Look for "Note: indicate every instance of the engine" in the listing below, then copy exactly the line it appears in and all lines after it to the end, and nothing more.

DATA FOR THE TASK
+++++

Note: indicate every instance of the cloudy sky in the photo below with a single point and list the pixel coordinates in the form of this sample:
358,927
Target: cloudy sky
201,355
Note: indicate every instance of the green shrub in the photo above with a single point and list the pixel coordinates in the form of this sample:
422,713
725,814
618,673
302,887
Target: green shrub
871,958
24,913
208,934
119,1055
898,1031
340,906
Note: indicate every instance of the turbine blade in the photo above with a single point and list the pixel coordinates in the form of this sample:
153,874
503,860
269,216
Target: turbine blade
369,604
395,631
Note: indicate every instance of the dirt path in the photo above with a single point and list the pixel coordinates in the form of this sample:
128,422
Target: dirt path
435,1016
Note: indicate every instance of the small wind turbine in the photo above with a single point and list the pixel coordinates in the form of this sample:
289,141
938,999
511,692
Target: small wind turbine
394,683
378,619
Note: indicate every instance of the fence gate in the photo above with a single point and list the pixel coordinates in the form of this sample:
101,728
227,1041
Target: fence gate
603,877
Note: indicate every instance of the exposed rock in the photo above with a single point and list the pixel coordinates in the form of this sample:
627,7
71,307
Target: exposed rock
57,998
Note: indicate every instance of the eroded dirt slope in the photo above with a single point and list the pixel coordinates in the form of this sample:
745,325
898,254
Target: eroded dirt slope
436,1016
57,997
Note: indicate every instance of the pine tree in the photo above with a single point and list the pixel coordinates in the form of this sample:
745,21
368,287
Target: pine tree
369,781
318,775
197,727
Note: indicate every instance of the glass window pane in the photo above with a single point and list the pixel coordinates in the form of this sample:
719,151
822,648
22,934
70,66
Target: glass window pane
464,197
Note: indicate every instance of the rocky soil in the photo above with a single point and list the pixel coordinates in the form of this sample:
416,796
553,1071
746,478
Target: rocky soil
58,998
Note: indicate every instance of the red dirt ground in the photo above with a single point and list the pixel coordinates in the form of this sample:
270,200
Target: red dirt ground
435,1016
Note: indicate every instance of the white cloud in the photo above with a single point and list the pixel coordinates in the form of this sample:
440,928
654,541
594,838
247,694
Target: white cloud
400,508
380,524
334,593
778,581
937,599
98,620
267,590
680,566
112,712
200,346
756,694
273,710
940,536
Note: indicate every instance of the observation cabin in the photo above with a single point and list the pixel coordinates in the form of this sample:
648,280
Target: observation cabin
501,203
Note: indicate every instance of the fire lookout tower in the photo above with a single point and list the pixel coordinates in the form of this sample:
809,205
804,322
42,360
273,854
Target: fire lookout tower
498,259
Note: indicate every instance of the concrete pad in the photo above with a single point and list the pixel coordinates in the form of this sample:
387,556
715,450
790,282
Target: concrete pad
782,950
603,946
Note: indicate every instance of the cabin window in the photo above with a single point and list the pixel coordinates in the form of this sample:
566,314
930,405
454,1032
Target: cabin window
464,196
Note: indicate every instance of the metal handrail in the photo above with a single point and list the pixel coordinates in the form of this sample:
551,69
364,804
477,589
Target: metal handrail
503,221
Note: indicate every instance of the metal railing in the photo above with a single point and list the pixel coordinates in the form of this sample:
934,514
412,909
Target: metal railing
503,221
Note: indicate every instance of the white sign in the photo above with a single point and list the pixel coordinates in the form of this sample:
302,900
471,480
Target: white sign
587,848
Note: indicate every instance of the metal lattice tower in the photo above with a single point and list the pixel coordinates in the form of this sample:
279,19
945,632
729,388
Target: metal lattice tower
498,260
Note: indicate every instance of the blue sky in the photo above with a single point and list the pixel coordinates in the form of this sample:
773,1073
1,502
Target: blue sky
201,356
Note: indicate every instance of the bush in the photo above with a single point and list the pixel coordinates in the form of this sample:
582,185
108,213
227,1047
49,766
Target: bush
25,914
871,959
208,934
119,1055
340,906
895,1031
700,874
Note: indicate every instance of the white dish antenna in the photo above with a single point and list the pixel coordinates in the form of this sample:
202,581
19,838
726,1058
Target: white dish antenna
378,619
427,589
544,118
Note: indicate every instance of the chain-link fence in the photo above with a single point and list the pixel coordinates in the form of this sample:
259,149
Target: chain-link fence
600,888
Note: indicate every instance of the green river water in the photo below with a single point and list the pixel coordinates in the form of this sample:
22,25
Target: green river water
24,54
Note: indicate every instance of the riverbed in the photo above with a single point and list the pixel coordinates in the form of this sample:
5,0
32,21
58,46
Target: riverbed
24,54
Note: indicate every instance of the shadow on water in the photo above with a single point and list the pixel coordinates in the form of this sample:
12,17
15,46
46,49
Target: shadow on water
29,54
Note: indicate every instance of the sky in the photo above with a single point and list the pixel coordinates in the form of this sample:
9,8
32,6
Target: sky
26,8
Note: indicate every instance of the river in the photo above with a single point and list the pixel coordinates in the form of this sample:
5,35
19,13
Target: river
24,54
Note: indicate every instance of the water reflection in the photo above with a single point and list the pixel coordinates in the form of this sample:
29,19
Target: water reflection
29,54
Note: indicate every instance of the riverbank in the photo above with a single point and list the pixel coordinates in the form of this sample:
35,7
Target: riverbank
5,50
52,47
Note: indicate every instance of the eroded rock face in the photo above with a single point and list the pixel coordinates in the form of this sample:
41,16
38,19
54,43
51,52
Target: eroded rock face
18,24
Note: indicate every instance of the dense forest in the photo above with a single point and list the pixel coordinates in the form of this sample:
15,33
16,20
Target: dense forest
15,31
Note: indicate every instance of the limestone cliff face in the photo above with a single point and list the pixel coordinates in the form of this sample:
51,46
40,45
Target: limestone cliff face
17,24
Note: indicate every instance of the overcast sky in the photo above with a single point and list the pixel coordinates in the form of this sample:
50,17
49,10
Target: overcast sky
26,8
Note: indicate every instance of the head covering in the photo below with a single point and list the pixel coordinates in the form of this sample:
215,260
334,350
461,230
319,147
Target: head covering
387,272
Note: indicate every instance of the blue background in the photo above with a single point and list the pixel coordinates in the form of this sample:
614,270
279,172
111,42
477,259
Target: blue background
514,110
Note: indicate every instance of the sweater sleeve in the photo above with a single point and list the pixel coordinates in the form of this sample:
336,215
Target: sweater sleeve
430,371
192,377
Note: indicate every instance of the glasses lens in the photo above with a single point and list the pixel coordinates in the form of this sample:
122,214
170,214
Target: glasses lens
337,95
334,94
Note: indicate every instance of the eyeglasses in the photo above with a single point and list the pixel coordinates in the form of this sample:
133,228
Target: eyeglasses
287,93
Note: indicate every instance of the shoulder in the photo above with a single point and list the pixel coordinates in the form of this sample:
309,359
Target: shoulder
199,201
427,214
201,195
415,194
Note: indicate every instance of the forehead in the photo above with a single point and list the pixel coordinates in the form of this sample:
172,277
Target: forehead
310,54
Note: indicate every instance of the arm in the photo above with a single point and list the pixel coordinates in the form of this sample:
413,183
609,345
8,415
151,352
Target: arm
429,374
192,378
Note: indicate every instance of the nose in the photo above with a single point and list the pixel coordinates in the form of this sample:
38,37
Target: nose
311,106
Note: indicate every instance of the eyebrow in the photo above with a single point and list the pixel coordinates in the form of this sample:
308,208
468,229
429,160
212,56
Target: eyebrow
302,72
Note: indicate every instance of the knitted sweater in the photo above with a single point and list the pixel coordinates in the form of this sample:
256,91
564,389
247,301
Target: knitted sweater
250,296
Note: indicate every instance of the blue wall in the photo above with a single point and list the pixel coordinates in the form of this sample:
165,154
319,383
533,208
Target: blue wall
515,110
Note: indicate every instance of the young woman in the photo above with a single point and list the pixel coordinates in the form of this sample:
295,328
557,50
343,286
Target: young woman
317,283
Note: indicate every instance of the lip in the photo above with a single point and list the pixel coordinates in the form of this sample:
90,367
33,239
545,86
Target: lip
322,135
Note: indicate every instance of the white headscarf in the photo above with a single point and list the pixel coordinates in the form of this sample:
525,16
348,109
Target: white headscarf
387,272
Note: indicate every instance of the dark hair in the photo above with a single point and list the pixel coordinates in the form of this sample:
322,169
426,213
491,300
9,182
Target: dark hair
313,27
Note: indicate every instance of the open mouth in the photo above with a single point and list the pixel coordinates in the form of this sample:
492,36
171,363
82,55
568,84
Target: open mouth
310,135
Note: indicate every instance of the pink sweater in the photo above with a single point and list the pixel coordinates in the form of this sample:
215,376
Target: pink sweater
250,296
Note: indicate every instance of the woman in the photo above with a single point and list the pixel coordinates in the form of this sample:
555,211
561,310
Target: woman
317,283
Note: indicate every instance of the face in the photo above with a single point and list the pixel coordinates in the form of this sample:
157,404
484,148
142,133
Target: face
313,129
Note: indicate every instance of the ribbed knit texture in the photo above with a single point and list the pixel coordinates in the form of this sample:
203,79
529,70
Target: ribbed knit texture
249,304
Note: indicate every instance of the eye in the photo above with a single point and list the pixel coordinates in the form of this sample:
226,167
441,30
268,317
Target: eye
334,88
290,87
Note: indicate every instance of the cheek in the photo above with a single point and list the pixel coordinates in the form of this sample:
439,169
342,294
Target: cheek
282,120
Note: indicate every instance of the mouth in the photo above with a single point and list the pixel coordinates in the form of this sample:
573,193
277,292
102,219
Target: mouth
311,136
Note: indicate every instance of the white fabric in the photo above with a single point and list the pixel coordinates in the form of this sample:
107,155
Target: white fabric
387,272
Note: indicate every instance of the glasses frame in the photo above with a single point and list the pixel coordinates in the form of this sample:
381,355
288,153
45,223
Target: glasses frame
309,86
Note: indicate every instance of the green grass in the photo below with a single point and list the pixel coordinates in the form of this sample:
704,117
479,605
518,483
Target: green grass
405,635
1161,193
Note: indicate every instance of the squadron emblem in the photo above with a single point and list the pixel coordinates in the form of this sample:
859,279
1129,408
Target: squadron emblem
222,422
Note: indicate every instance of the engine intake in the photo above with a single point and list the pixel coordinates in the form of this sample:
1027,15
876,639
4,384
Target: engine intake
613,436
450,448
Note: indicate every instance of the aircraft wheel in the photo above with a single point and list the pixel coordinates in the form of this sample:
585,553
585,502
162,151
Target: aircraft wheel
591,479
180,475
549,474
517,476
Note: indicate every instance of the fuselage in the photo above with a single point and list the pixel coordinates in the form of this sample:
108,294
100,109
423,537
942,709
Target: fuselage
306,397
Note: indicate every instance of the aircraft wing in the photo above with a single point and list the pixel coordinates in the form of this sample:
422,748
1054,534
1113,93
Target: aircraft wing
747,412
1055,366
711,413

+++++

FINISHED ANSWER
Note: indicate every instance of the engine intake in the photo above with a single point and list the pixel coordinates in the form of this sample:
1027,15
876,639
4,384
Target: engine intake
613,436
450,448
Note: indicate every instance of the aircraft wheel in the photo above with a single point and list the pixel coordinates in the form of this sample:
585,553
585,502
162,151
Target: aircraft wheel
591,479
180,475
549,474
517,476
Note: indicate every instance of the fuselage in the photo above with a single point and list the pixel coordinates in the form of this sample:
108,294
100,109
423,537
942,709
Target: fuselage
306,397
Note: indicate every instance of the aircraft wing in the photo above with a single point and list the pixel coordinates in the form of this sample:
422,748
1054,534
1113,93
Target: aircraft wing
747,412
1055,366
711,413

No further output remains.